Segment Start: TEXT SHOWN

Introduction Several studies have observed that coeliac disease is associated with more than a 50% reduced risk of breast cancer1–4 though the reasons for this reduction are unclear. We determined the conventional breast cancer risk factors reported by women with coeliac disease in comparison to the general population.

Methods 9000 women who were members of Coeliac UK, the national society for people with coeliac disease in the UK and 1193 women with coeliac disease who had attended Nottingham University Hospital, Royal Hallamshire Hospital, Derbyshire Royal Infirmary between January 2000 and December 2006 were invited to complete a questionnaire relating to known risk factors for breast cancer. Data from British birth cohort studies were used as a general population comparison.5–7

Results 7416 women (mean age 58.7 (SD 12.4) years) with coeliac disease completed the questionnaire. The mean age at adult diagnosis was 44.8 (SD 12.8) years with 424 (6%) being diagnosed in childhood. The higher proportion of women being parous (91% vs 88%, OR 1.39, 95% CI 1.11 to 1.73), having their first full-term pregnancy before 30 years (89% vs 79%, OR 2.00, 95% CI 1.75 to 2.29) and breastfeeding (73% vs 68%, OR 1.29, 95% CI 1.02 to 1.63) in addition to the younger mean age at menopause (47.8 vs 49.0 years, p=0.00001) suggests women with coeliac disease have favourable breast cancer risk profile features in comparison to the general population. However, the higher likelihood of being Caucasian (98% vs 90%, OR 7.22, 95% CI 5.90 to 8.83) and of affluent social class (26% vs 20%, OR 1.40, 95% CI 1.19 to 1.64) together with higher proportion having menarche before 11 years (15% vs 2%, OR 7.87, 95% CI 5.90 to 8.83) and irregular menstrual cycles (22% vs 19%, OR 1.22, 95% CI 1.05 to 1.43) suggests there are also potentially adverse breast cancer risk profile features associated with coeliac disease. Having similar height to the general population (162.8 (SD 7) cm) and BMI within normal range suggests anthropometric exposures may not explain the apparent reduced risk of breast cancer in women with coeliac disease to the general population.

Segment End: TEXT SHOWN
Segment Start: GIVEN DATA

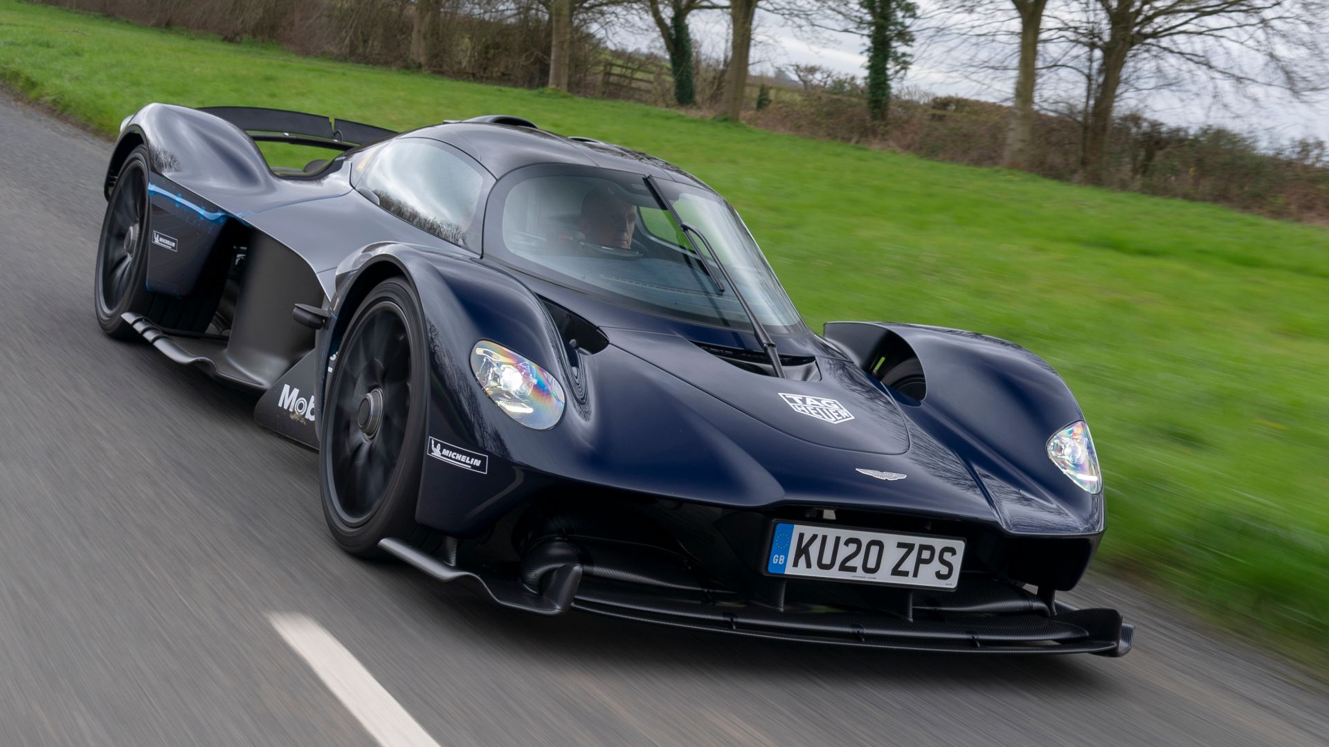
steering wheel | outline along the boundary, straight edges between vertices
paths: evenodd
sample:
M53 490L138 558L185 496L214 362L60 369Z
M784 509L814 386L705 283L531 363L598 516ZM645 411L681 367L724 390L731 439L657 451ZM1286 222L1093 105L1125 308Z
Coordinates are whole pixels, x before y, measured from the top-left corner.
M582 239L581 246L590 247L598 254L605 257L611 257L614 259L641 259L646 257L646 250L638 249L635 246L618 247L618 246L605 246L602 243L595 243Z

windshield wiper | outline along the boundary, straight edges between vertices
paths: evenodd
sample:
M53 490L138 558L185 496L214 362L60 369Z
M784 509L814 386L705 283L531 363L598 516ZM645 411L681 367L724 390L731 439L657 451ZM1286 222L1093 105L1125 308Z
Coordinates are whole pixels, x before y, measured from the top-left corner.
M706 243L707 251L715 254L715 251L711 250L711 242L706 241L706 237L702 235L702 231L694 229L691 223L679 223L679 230L683 231L684 235L690 233L695 234L696 238L702 239ZM691 239L691 237L688 237L687 243L692 245L692 251L696 254L696 259L699 259L702 263L702 271L706 272L706 276L710 278L712 283L715 283L715 291L724 292L724 283L722 283L720 279L715 276L715 272L711 272L711 259L703 257L702 253L696 250L696 243ZM723 267L720 270L723 271Z
M704 262L706 255L702 254L702 247L696 246L696 242L692 241L692 237L702 239L702 243L706 246L706 253L715 262L715 266L720 268L720 274L724 275L724 282L727 282L730 287L734 288L734 298L738 299L739 306L743 307L743 314L747 314L748 322L752 323L752 334L756 335L756 342L762 346L762 350L764 350L766 355L771 359L771 368L775 371L776 376L783 379L784 367L780 366L780 351L776 350L775 340L771 339L771 334L767 332L766 327L762 326L762 322L758 320L756 314L752 312L752 307L748 306L747 299L743 298L743 291L739 290L739 284L735 283L734 276L730 275L730 268L724 266L724 262L720 261L720 255L715 253L714 247L711 247L711 242L706 239L706 234L703 234L695 226L683 222L682 215L679 215L678 211L674 210L674 205L671 205L670 201L664 199L664 193L661 191L659 186L655 183L654 177L646 177L646 186L655 195L655 199L661 205L663 205L666 210L668 210L668 214L674 217L674 222L678 223L679 230L683 231L684 237L687 237L687 243L692 245L692 251L695 251L698 257L702 257ZM720 279L715 278L714 275L711 276L711 279L715 280L715 284L716 287L719 287L720 292L724 292L724 288L720 286Z

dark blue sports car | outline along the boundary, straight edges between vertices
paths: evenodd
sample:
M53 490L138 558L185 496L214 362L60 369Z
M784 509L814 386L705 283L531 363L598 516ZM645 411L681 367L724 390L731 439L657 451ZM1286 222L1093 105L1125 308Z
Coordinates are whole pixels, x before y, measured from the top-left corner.
M256 142L330 149L275 169ZM819 335L738 213L506 116L393 133L152 104L96 312L318 449L342 548L501 605L844 646L1122 655L1075 399L957 330ZM852 271L852 268L847 268Z

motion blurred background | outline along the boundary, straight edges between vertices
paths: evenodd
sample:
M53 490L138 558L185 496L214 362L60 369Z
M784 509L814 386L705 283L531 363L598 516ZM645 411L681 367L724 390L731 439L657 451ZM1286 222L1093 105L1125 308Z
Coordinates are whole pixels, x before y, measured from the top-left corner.
M678 163L813 328L1046 358L1100 569L1321 675L1326 47L1321 0L0 0L0 81L102 137L150 101L508 113Z

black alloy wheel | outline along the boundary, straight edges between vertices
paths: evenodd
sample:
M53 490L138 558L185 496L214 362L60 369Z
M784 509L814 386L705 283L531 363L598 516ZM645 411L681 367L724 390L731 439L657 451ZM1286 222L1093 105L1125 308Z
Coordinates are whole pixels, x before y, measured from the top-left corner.
M125 158L116 178L97 246L97 323L113 338L137 336L121 315L126 311L142 312L152 300L145 286L148 215L148 150L140 146Z
M356 310L323 405L323 513L343 549L379 556L379 540L415 528L424 455L425 356L409 284L384 280Z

Segment End: GIVEN DATA

* _AIM OF THE EXERCISE_
Sum up the text on coeliac disease and breast cancer risk in two sentences. The records have nothing to do with the text.

* _FINISHED TASK_
Earlier studies found coeliac disease linked to more than a 50% lower risk of breast cancer for unclear reasons. This study compared breast cancer risk factors reported by 7416 women with coeliac disease against general population data, and it found both favorable features (more often having given birth, a first pregnancy before 30, breastfeeding and earlier menopause) and adverse ones (more often Caucasian and affluent, menarche before 11 and irregular cycles), while similar height and normal BMI suggested body measures may not explain the lower risk.